**** DATA SUPPLIED ****

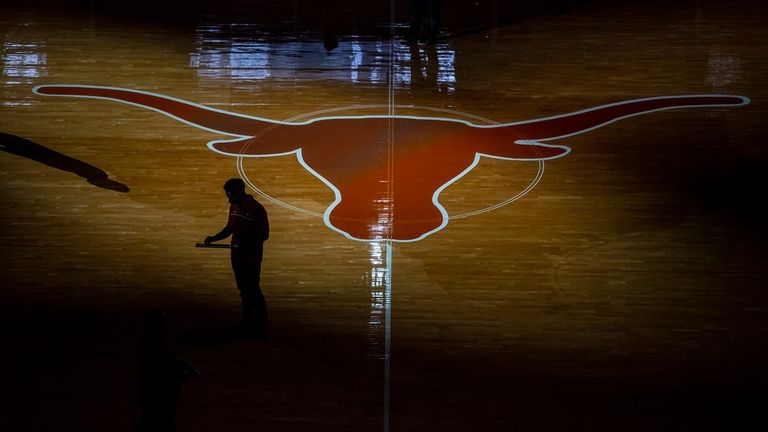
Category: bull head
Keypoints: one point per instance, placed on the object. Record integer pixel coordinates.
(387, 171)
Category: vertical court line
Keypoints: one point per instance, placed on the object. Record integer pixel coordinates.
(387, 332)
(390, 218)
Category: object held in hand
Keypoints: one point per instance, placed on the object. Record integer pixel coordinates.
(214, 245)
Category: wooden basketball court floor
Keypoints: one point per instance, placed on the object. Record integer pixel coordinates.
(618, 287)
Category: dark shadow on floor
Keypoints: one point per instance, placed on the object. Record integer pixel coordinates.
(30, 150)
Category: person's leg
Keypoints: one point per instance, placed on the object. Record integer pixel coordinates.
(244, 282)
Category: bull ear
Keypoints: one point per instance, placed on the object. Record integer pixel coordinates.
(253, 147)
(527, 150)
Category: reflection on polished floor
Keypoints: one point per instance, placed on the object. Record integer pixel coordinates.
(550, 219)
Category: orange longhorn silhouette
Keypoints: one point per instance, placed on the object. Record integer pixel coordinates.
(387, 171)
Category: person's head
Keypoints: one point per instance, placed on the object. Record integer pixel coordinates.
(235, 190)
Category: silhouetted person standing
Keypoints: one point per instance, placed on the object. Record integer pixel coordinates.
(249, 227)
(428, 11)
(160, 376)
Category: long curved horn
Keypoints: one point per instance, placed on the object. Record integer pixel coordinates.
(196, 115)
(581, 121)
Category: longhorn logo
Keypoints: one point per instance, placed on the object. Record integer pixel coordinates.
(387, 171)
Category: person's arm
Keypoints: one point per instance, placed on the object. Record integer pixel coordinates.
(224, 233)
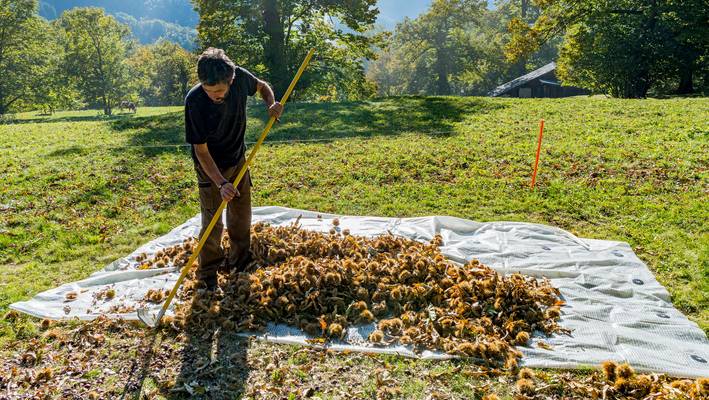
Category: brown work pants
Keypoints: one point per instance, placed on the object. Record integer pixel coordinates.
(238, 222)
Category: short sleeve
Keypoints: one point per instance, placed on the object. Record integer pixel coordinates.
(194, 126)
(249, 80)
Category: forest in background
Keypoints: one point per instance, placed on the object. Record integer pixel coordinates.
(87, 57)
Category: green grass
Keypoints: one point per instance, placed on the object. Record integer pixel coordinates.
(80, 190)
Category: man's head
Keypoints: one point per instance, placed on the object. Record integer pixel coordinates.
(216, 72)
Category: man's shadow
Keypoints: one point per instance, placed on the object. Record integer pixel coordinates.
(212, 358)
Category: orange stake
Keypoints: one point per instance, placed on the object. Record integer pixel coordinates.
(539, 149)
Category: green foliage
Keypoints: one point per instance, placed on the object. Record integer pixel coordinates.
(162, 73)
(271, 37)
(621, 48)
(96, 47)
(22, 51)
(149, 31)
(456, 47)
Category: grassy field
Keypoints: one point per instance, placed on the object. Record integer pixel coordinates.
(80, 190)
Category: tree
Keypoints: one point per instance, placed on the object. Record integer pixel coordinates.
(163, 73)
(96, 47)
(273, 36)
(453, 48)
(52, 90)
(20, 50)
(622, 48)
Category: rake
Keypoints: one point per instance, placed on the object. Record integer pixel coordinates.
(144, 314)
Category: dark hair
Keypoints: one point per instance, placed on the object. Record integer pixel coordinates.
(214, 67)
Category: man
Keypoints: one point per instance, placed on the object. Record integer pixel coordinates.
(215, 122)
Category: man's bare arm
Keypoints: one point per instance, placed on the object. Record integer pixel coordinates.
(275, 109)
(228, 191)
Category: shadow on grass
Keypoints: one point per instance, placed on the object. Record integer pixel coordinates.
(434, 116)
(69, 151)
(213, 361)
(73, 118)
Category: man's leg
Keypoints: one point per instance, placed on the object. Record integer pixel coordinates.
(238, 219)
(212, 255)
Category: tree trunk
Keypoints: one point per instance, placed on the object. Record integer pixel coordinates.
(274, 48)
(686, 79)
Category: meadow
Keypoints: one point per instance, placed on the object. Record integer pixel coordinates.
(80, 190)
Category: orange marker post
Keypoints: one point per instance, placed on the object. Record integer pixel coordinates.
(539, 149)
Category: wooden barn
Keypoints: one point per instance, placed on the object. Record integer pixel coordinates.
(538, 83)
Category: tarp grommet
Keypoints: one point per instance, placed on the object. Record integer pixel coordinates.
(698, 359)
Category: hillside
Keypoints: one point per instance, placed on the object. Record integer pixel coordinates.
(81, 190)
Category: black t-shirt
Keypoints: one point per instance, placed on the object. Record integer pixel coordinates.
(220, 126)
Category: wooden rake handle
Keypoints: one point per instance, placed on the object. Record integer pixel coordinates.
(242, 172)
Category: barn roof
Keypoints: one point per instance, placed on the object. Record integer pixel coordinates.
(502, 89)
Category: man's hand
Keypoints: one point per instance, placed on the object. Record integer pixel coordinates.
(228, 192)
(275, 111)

****

Please pull every line of the records above into your reply word for word, leaving the pictures out.

Category: bull head
Keypoints: one point per instance, placed on the object. Record integer pixel coordinates.
(387, 171)
Category: vertical court line
Keypoints: one point per instance, placed on the object. Record integer pixel coordinates.
(387, 332)
(390, 218)
Category: object held in hand
Keypoints: one point per instance, placed on the object. Record integer pixel coordinates.
(214, 245)
Category: wooden basketball court floor
Keypoints: one point per instance, placed on the object. Record integer pixel coordinates.
(618, 287)
Category: dark shadow on floor
Keypoints: one point per instance, placed on the object. Record integer pixel coordinates.
(30, 150)
Category: person's leg
Keypoints: one point per instance, placed on the object. Record integer pixel coordinates.
(244, 282)
Category: bull ear
Keypoints: one point per instance, placed on the object. Record integer pixel coordinates.
(253, 147)
(527, 150)
Category: reflection on polished floor
Keypoints: one point per instance, placed on the object. Record integer pixel coordinates.
(550, 219)
Category: orange longhorn silhouette
Keypoints: one point per instance, placed on the object. Record integer pixel coordinates.
(387, 171)
Category: person's head
Keypoints: one point per instance, placed on the object. Record integer pixel coordinates.
(235, 190)
Category: silhouetted person standing
Keypoints: one point per instance, placed on the object. Record integer pixel coordinates.
(249, 227)
(428, 11)
(160, 376)
Category: long curved horn
Keypoints: one point per instance, placed on the object. Record integer pixel coordinates.
(196, 115)
(581, 121)
Category: longhorn logo
Keypoints: one point per instance, placed on the object. Record integer pixel coordinates.
(387, 171)
Category: person's arm
Keypoints: one point per instance, placed on the object. Record integer pixel coordinates.
(224, 233)
Category: brown work pants
Keypoints: one point per instance, placed on the object. Record integer pixel coordinates.
(238, 222)
Category: short sleeve
Keypoints: one point per instance, placed on the object. Record integer pixel coordinates.
(194, 126)
(249, 80)
Category: forest in background
Keypoints: one point per instance, placed on the object. Record integer pixel coordinates.
(87, 57)
Category: green grass
Keypoints: one point per instance, placed on the object. Record integer pixel coordinates.
(80, 190)
Category: man's head
Keypoints: one point per instance, placed on the object. Record integer pixel coordinates.
(216, 72)
Category: man's shadow
Keypoints: one point per instance, placed on the object. Record integer pixel coordinates.
(212, 358)
Category: orange stake
Keypoints: one point per instance, placed on the object. Record integer pixel coordinates.
(539, 149)
Category: green foliage
Keypoints: one point per instance, placed on the object. Record integer pixel coordinates.
(162, 73)
(271, 37)
(621, 48)
(96, 47)
(22, 51)
(149, 31)
(456, 47)
Category: grassy field
Keypoints: one point per instance, placed on the object. Record integer pixel coordinates.
(80, 190)
Category: tree
Keypoints: one point per instance, placed on the object. Record integer pixel coordinates.
(163, 73)
(96, 47)
(273, 36)
(453, 48)
(52, 90)
(20, 50)
(622, 48)
Category: rake
Keypoints: one point per instance, placed on the object. Record integer pixel coordinates.
(144, 314)
Category: dark hair
Keypoints: one point per instance, placed on the object. Record integer pixel coordinates.
(214, 67)
Category: man
Keypoints: one point per instance, placed on the object. Record integer pixel coordinates.
(215, 122)
Category: man's bare arm
Keypoints: one point per instance, placed on the object. Record integer pixel coordinates.
(275, 109)
(228, 191)
Category: shadow on grass
Keypoints: one point per instance, placed on the object. Record integer pixel coordinates.
(434, 116)
(69, 151)
(213, 361)
(73, 118)
Category: man's leg
Keypoints: one point per instance, placed on the object. Record integer pixel coordinates.
(238, 219)
(212, 255)
Category: tree trunk
Keypoints: one point per instance, placed on the object. Record integer pixel coordinates.
(274, 48)
(686, 79)
Category: meadow
Keypoints: one point per instance, placed on the object. Record integer pixel coordinates.
(80, 190)
Category: orange marker post
Keypoints: one point per instance, placed on the object. Record integer pixel coordinates.
(539, 149)
Category: wooden barn
Keypoints: one point per instance, placed on the object. Record integer pixel coordinates.
(538, 83)
Category: tarp grommet
Keypoints: one point per instance, placed on the object. Record integer pixel coordinates.
(698, 359)
Category: hillside
Keypoints: one point per instance, placed on the object. Record integer pixel coordinates.
(81, 190)
Category: black t-shirt
Keypoints: one point per instance, placed on the object. Record integer pixel coordinates.
(220, 126)
Category: wooden rake handle
Keypoints: one point per instance, placed on the object. Record integer pixel coordinates.
(242, 172)
Category: barn roof
Keypoints: one point per instance, placed on the object. Record integer pixel coordinates.
(502, 89)
Category: man's hand
Keypoints: one point per instance, placed on the object. Record integer pixel coordinates.
(228, 192)
(275, 111)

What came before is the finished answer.